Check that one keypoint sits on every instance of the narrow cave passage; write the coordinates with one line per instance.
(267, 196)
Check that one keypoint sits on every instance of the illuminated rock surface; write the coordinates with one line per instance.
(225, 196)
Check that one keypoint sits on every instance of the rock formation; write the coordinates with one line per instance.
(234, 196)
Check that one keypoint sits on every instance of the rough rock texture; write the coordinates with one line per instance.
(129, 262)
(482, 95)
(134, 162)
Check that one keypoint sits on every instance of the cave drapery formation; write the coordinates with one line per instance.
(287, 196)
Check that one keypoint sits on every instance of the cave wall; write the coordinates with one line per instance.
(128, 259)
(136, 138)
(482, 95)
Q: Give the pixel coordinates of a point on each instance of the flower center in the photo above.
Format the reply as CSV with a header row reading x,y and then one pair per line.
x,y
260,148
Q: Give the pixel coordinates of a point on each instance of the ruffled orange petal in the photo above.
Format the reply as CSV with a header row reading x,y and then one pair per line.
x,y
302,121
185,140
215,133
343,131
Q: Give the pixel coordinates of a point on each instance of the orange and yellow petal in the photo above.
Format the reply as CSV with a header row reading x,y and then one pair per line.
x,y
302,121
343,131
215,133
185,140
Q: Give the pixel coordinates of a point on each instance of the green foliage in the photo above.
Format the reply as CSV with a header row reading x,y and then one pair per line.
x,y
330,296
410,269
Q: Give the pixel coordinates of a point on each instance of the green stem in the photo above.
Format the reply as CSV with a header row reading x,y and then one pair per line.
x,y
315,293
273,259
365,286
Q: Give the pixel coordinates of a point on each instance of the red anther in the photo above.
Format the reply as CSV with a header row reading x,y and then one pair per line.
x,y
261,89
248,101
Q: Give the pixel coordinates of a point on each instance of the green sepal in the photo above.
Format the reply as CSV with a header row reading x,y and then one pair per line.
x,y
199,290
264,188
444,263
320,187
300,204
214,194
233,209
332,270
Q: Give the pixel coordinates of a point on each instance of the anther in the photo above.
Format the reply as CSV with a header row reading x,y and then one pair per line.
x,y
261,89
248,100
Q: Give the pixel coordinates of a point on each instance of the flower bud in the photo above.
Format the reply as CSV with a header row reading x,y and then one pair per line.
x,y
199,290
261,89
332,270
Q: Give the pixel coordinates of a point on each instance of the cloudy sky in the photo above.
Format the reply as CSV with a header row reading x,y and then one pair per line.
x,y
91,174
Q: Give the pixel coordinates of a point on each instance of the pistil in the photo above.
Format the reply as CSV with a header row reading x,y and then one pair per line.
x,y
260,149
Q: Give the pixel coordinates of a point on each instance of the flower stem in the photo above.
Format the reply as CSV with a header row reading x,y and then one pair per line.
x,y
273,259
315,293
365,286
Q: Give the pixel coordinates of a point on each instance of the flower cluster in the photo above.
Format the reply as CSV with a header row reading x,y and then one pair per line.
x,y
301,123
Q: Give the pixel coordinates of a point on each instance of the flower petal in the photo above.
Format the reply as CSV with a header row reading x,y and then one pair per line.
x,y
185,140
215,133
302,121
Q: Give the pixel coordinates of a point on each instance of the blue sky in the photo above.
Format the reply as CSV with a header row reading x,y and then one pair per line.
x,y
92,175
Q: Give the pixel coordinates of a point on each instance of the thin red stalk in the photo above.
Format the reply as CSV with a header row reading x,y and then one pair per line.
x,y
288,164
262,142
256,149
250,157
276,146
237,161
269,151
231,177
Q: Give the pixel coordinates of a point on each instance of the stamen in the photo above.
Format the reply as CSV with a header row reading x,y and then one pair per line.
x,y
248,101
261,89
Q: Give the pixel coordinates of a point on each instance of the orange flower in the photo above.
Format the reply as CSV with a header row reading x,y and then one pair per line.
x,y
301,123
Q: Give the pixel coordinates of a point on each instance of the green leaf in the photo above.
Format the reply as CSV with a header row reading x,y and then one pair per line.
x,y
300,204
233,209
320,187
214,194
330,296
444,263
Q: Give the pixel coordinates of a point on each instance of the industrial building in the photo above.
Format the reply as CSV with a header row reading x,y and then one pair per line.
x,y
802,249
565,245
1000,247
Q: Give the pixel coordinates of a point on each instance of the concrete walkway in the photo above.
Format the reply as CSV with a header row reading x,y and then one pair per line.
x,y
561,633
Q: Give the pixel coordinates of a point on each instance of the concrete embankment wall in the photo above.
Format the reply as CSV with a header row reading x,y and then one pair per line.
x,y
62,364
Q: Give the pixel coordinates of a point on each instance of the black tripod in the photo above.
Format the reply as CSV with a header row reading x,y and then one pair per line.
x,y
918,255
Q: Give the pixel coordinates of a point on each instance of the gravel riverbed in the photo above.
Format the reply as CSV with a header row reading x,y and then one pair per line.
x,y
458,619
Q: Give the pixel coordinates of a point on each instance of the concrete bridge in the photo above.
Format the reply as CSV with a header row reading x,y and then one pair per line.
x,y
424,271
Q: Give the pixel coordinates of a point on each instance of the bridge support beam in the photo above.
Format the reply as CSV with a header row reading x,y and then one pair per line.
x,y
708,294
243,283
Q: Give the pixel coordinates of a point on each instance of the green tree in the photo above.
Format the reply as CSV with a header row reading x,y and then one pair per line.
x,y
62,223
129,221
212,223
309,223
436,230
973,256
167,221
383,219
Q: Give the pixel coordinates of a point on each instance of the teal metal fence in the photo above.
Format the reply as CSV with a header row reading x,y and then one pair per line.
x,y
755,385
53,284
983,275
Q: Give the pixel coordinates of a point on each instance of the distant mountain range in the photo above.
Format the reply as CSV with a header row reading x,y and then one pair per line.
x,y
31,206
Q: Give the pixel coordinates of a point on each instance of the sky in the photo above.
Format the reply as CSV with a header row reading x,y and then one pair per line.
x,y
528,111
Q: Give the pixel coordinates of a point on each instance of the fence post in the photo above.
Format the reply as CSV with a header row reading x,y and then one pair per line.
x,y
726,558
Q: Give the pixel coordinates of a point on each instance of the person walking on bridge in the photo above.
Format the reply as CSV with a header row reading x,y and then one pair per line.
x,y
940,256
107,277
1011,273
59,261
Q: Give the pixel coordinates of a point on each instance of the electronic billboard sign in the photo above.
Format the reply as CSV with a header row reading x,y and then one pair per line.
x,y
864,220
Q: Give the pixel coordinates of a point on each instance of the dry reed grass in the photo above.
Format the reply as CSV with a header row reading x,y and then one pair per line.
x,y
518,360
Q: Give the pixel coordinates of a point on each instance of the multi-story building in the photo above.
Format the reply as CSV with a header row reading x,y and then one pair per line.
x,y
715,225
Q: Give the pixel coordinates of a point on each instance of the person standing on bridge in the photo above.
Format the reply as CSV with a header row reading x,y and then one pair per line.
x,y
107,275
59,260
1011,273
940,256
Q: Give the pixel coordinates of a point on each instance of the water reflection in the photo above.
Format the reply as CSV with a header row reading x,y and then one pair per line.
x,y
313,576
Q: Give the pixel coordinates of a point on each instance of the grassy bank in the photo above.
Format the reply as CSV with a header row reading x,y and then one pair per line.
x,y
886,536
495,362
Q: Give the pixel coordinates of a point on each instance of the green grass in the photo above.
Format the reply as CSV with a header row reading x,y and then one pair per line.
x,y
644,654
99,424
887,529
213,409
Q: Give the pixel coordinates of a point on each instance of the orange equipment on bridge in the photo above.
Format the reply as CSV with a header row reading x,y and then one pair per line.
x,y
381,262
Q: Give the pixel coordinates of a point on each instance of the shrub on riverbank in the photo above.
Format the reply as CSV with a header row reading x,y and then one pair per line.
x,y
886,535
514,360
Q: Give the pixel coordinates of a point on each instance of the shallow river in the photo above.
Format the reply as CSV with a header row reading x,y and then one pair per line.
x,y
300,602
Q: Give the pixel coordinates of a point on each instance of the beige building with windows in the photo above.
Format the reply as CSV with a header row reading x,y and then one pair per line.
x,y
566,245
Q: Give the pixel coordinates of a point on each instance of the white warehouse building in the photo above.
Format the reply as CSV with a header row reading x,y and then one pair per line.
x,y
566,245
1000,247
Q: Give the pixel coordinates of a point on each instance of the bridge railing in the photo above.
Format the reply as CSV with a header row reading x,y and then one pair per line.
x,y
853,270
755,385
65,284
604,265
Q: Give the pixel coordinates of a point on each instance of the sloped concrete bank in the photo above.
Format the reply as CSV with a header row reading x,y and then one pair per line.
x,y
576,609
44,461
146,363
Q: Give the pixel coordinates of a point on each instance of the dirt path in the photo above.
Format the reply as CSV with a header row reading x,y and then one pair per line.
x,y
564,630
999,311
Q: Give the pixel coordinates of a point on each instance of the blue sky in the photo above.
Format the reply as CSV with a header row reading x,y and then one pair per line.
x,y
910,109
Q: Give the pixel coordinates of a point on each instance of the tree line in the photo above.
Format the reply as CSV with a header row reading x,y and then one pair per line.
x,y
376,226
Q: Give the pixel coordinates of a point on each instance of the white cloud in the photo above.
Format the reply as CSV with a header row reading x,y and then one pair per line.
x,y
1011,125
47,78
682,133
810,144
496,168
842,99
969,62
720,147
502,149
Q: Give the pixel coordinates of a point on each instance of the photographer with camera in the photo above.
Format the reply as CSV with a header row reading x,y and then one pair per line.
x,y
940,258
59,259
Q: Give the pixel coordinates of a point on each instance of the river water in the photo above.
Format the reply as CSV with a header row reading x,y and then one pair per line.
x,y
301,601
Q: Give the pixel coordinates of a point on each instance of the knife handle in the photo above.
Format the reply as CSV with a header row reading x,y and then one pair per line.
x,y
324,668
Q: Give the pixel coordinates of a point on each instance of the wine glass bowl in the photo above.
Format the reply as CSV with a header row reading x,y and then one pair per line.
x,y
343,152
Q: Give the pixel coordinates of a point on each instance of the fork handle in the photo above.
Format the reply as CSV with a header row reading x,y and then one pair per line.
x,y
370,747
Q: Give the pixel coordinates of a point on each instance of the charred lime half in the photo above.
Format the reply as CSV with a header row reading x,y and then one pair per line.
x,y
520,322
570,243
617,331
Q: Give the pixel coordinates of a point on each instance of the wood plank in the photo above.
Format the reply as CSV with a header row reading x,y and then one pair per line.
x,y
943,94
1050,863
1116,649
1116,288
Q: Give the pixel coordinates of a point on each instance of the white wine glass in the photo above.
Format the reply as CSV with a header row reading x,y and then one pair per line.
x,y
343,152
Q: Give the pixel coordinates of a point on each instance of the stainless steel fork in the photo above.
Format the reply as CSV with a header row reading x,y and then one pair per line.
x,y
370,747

==========

* _What is being asked_
The word to find is "petal". Copy every line of the data that holds it.

* _Written response_
Q: Give the pixel coordinates of a point on each instance of the ruffled orange petal in the photo above.
Q: Give the pixel coordinates of a point on each instance of the orange and yellow petal in the photo above.
Q: Give the pixel coordinates of a point on each instance of the flower petal in the photo above.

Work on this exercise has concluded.